• TEXT BLOCK:
Plaintiff seeks judicial review of a final decision of the Commissioner of Social Security ("Commissioner") denying applications for Disability Income Benefits ("DIB") and Supplemental Security Income ("SSI") under Titles II and XVI of the Social Security Act ("Act"), respectively. For the reasons discussed below, the court will grant plaintiff's motion for remand, deny the Commissioner's cross-motion for summary judgment, and remand this matter under sentence four of 42 U.S.C. § 405(g).

I. Factual and Procedural Background

In a decision dated July 21, 2006, the ALJ determined plaintiff was not disabled for the time period at issue in this action.*fn1 The ALJ's decision became the final decision of the Commissioner when the Appeals Council denied plaintiff's request for review. The ALJ found plaintiff has severe impairments of left rotator cuff injury and degenerative disc diseasebut these impairments do not meet or medically equal a listed impairment; plaintiff has the residual functional capacity to perform light work with some postural limitations; for the period from April 28, 2001 through January 26, 2006, plaintiff was able to perform work existing in substantial numbers in the state economy and was not disabled during that time period; and for the time period after January 26, 2006, plaintiff is disabled. Administrative Transcript ("AT") 33-34. Plaintiff contends, among other arguments, that the ALJ committed error in failing to comply with the technique set forth in the governing regulations for evaluating mental impairments.*fn2 This argument is dispositive.

II. Standard of Review

The court reviews the Commissioner's decision to determine whether (1) it is based on proper legal standards under 42 U.S.C. § 405(g), and (2) substantial evidence in the record as a whole supports it. Copeland v. Bowen, 861 F.2d 536, 538 (9th Cir. 1988) (citing Desrosiers v. Secretary of Health and Human Services, 846 F.2d 573, 575-76 (9th Cir. 1988)). Substantial evidence means more than a mere scintilla of evidence, but less than a preponderance. Saelee v. Chater, 94 F.3d 520, 521 (9th Cir. 1996) (citing Sorenson v. Weinberger, 514 F.2d 1112, 1119 n.10 (9th Cir. 1975)). "It means such relevant evidence as a reasonable mind might accept as adequate to support a conclusion." Richardson v. Perales, 402 U.S. 389, 402, 91 S.Ct. 1420 (1971) (quoting Consolidated Edison Co. v. N.L.R.B., 305 U.S. 197, 229, 59 S.Ct. 206 (1938)). The record as a whole must be considered, Howard v. Heckler, 782 F.2d 1484, 1487 (9th Cir. 1986), and both the evidence that supports and the evidence that detracts from the ALJ's conclusion weighed. See Jones v. Heckler, 760 F.2d 993, 995 (9th Cir. 1985). The court may not affirm the ALJ's decision simply by isolating a specific quantum of supporting evidence. Id.; see also Hammock v. Bowen, 879 F.2d 498, 501 (9th Cir. 1989). If substantial evidence supports the administrative findings, or if there is conflicting evidence supporting a finding of either disability or nondisability, the finding of the ALJ is conclusive, see Sprague v. Bowen, 812 F.2d 1226, 1229-30 (9th Cir. 1987), and may be set aside only if an improper legal standard was applied in weighing the evidence, see Burkhart v. Bowen, 856 F.2d 1335, 1338 (9th Cir. 1988).

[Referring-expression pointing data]
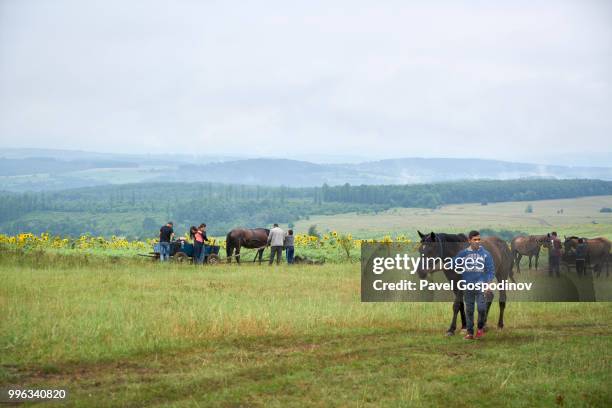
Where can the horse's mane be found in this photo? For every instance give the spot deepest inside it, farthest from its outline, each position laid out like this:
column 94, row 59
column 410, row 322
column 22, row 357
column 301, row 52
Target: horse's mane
column 451, row 237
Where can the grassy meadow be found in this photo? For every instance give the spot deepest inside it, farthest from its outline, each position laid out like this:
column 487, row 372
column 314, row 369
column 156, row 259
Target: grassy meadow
column 115, row 329
column 134, row 333
column 580, row 216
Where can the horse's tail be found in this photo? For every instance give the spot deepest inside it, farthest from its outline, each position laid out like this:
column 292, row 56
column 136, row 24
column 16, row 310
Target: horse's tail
column 229, row 245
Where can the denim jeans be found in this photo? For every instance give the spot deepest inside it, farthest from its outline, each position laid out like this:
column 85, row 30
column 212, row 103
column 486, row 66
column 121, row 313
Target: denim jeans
column 198, row 253
column 278, row 251
column 553, row 265
column 289, row 252
column 164, row 251
column 469, row 297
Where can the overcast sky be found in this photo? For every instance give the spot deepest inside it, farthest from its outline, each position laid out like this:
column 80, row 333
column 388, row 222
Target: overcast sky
column 526, row 81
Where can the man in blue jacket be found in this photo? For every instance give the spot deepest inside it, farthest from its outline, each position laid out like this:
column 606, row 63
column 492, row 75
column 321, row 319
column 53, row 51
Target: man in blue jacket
column 475, row 264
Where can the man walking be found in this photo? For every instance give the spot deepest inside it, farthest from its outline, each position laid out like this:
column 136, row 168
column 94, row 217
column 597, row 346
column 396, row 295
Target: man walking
column 289, row 248
column 554, row 255
column 481, row 269
column 276, row 239
column 581, row 252
column 166, row 233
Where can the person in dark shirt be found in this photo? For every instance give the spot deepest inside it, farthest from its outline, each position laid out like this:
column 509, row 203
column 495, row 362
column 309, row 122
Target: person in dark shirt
column 289, row 248
column 198, row 244
column 581, row 253
column 166, row 233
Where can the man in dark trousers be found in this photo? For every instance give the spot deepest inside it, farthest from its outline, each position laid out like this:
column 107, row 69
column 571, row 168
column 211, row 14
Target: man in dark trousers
column 276, row 239
column 481, row 269
column 554, row 255
column 581, row 251
column 166, row 233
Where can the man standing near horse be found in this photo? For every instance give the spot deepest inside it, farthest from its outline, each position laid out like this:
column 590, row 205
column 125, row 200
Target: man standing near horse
column 481, row 269
column 554, row 255
column 166, row 233
column 276, row 241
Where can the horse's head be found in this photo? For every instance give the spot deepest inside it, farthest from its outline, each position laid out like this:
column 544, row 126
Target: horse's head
column 429, row 248
column 569, row 244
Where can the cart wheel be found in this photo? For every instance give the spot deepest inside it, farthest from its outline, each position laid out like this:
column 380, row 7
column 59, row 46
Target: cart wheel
column 180, row 257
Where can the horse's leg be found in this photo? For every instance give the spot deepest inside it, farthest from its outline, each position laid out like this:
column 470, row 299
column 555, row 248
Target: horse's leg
column 229, row 251
column 530, row 256
column 488, row 300
column 502, row 307
column 456, row 309
column 462, row 314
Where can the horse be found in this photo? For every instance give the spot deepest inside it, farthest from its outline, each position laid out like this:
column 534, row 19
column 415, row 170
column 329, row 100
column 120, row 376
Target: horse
column 598, row 251
column 237, row 238
column 449, row 245
column 526, row 246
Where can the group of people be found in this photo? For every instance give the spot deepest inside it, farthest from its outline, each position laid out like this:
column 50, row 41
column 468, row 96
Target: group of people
column 198, row 235
column 279, row 240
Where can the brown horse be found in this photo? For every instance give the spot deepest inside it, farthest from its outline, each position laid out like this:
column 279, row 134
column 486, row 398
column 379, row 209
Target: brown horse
column 248, row 238
column 448, row 245
column 598, row 251
column 529, row 245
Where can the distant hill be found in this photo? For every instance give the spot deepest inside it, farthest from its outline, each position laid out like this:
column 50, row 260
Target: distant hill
column 41, row 170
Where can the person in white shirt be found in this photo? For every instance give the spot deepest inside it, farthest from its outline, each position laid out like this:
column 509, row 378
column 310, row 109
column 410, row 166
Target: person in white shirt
column 276, row 240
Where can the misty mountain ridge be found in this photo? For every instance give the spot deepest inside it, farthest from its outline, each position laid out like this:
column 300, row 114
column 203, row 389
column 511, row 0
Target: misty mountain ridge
column 41, row 169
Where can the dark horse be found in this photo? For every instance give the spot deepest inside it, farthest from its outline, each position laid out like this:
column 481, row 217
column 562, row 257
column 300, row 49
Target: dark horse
column 237, row 238
column 448, row 245
column 530, row 246
column 598, row 252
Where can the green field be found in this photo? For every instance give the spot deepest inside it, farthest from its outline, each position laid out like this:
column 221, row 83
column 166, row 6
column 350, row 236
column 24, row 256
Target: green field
column 120, row 332
column 580, row 216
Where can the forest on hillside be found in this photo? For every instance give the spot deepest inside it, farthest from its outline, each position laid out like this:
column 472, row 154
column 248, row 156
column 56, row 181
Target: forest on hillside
column 137, row 210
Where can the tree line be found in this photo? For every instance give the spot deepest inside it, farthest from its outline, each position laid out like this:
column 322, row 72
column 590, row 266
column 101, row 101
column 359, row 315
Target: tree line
column 136, row 210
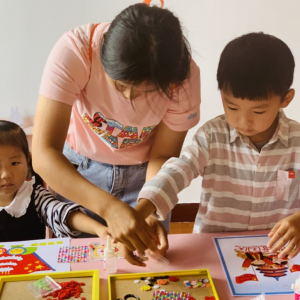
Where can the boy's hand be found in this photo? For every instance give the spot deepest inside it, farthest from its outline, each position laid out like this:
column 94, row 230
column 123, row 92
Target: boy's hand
column 286, row 231
column 130, row 256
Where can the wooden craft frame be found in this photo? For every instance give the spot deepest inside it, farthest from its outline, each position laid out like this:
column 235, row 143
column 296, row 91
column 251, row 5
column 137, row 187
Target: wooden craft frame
column 57, row 275
column 197, row 272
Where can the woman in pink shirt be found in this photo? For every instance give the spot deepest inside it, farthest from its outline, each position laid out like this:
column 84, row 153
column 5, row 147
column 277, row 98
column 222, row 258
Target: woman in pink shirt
column 116, row 100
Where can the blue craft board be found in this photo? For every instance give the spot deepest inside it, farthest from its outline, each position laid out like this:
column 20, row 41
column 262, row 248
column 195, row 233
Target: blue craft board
column 284, row 274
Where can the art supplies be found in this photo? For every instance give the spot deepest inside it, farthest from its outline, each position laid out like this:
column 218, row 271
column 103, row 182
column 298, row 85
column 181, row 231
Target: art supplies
column 81, row 285
column 251, row 269
column 28, row 257
column 163, row 285
column 43, row 287
column 96, row 250
column 72, row 254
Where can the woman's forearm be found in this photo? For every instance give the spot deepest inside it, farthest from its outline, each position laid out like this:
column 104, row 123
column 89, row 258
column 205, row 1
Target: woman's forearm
column 60, row 174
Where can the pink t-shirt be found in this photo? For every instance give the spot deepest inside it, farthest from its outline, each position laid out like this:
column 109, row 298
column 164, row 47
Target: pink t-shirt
column 104, row 125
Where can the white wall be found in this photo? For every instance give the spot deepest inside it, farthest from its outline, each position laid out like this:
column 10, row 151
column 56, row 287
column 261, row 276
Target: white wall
column 28, row 30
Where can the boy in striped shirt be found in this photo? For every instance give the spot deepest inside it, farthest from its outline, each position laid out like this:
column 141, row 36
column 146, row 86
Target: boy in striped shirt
column 249, row 157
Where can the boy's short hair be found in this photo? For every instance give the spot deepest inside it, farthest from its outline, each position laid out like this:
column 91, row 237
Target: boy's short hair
column 255, row 66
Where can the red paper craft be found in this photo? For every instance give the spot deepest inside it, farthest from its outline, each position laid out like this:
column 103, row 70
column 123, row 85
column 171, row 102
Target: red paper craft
column 16, row 264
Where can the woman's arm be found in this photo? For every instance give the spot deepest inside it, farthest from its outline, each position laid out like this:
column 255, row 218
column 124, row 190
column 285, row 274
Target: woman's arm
column 168, row 143
column 50, row 131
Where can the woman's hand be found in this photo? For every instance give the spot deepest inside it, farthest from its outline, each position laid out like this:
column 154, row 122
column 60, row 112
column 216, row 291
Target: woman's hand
column 161, row 235
column 130, row 256
column 286, row 231
column 128, row 227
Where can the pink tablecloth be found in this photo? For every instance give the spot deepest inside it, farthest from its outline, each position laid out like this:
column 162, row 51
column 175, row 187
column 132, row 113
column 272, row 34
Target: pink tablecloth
column 187, row 251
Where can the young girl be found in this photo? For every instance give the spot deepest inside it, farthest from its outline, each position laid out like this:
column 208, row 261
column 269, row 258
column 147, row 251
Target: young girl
column 25, row 206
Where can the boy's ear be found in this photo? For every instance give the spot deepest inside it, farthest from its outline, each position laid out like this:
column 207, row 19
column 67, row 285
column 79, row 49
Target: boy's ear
column 287, row 98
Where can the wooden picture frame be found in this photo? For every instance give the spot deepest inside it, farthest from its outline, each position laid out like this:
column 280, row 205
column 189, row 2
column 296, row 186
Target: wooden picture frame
column 127, row 285
column 94, row 274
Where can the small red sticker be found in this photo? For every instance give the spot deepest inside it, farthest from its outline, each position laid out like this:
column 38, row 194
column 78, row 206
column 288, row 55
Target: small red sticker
column 291, row 174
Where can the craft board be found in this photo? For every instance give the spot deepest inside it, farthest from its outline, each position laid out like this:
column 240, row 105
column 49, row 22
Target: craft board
column 96, row 250
column 15, row 287
column 251, row 269
column 123, row 284
column 29, row 257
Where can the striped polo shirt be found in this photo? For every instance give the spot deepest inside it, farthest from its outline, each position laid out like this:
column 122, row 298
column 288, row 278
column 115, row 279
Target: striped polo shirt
column 242, row 188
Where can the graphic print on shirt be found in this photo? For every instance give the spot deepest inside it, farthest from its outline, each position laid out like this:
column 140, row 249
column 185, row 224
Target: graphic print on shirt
column 114, row 133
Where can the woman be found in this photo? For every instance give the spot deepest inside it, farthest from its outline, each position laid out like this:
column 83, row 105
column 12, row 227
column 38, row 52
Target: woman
column 123, row 96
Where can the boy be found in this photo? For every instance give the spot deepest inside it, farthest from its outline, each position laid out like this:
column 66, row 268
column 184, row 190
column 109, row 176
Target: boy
column 248, row 158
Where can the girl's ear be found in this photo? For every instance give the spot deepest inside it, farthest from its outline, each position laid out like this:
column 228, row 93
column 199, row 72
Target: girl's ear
column 29, row 163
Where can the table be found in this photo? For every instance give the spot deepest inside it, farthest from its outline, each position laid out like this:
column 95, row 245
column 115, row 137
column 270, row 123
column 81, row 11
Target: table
column 187, row 251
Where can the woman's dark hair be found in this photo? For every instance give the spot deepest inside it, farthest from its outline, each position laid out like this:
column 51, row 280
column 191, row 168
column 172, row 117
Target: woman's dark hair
column 13, row 135
column 256, row 66
column 146, row 43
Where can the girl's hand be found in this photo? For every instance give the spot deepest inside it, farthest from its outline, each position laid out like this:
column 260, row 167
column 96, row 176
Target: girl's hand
column 128, row 227
column 286, row 231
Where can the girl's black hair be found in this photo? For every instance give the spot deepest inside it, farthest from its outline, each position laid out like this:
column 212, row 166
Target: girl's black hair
column 146, row 43
column 13, row 135
column 256, row 66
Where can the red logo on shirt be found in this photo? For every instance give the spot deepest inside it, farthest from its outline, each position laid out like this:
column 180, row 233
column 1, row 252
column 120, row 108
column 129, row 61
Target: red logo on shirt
column 114, row 133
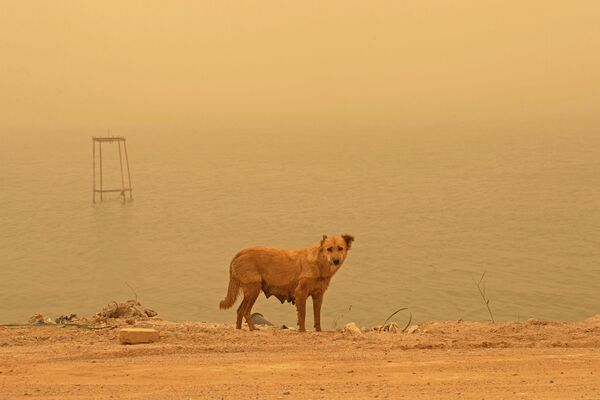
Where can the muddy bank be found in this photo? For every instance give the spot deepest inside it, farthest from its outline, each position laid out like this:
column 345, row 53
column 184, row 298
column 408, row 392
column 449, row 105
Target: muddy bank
column 535, row 359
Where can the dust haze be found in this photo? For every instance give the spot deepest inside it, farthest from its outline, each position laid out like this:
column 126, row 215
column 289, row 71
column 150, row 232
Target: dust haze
column 297, row 67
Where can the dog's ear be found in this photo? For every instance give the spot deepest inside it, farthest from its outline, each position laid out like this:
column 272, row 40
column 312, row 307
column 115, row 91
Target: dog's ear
column 322, row 241
column 348, row 239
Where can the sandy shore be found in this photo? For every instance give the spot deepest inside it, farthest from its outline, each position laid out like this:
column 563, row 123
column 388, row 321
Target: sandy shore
column 534, row 359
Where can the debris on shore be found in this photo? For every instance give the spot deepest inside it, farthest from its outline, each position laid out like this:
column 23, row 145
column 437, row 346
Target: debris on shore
column 129, row 310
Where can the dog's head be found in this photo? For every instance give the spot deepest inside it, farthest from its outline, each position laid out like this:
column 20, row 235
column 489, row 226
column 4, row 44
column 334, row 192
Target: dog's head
column 335, row 248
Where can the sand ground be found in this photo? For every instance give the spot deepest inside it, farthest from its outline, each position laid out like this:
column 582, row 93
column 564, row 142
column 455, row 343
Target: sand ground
column 440, row 360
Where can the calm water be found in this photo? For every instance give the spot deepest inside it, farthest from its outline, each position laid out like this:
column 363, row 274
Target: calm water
column 429, row 212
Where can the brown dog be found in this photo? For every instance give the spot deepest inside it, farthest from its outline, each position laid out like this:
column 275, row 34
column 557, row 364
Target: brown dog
column 289, row 275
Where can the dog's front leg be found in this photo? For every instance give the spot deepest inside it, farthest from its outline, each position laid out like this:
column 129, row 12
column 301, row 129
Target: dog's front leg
column 301, row 295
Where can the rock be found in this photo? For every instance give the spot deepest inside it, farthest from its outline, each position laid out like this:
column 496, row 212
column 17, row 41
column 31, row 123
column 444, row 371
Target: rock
column 37, row 319
column 352, row 329
column 66, row 319
column 259, row 319
column 137, row 335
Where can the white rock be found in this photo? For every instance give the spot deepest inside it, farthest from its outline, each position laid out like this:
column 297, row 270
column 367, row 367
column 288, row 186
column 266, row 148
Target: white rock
column 352, row 328
column 137, row 335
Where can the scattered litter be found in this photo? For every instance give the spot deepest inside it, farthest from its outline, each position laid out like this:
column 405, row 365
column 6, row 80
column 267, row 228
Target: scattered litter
column 66, row 319
column 37, row 319
column 127, row 310
column 259, row 319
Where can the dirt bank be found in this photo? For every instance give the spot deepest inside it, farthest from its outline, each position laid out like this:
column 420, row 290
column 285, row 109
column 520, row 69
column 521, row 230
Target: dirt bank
column 541, row 360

• TASK TO COMPLETE:
Answer from the Social Security opinion:
(a) On what date was the ALJ's decision issued?
(b) Under which sentence of 42 U.S.C. § 405(g) will the matter be remanded?
(c) How does the opinion define substantial evidence in relation to a scintilla and a preponderance?
Rely on the opinion alone.

• RESULT BELOW:
(a) July 21, 2006.
(b) Sentence four.
(c) More than a mere scintilla of evidence, but less than a preponderance.